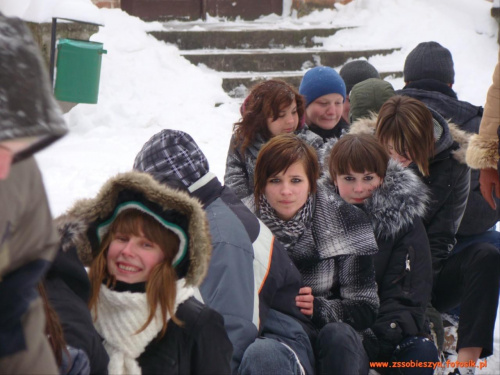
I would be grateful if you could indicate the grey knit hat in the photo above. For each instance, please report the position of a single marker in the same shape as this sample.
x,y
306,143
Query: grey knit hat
x,y
27,106
357,71
172,157
429,60
368,97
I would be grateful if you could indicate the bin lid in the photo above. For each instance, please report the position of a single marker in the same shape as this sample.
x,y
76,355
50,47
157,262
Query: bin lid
x,y
80,44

- Your goal: Render every line of the listing above as a JSON array of strings, one string per line, with blank lines and the pictures left out.

- Result:
[
  "I would be grateful if you could indicate the grey knit hat in the photo above. For each instance, please report the position of a single marker in the same shape as this sample.",
  "x,y",
  "306,143",
  "Query: grey knit hat",
  "x,y",
  "27,106",
  "357,71",
  "172,157",
  "429,60",
  "368,97",
  "I would be grateful if you could indicate the bin lid in the photo above. For each instance, please report the position of a single marker in the same shape as this sample.",
  "x,y",
  "76,355",
  "50,47",
  "157,262",
  "Query: bin lid",
  "x,y",
  "80,44"
]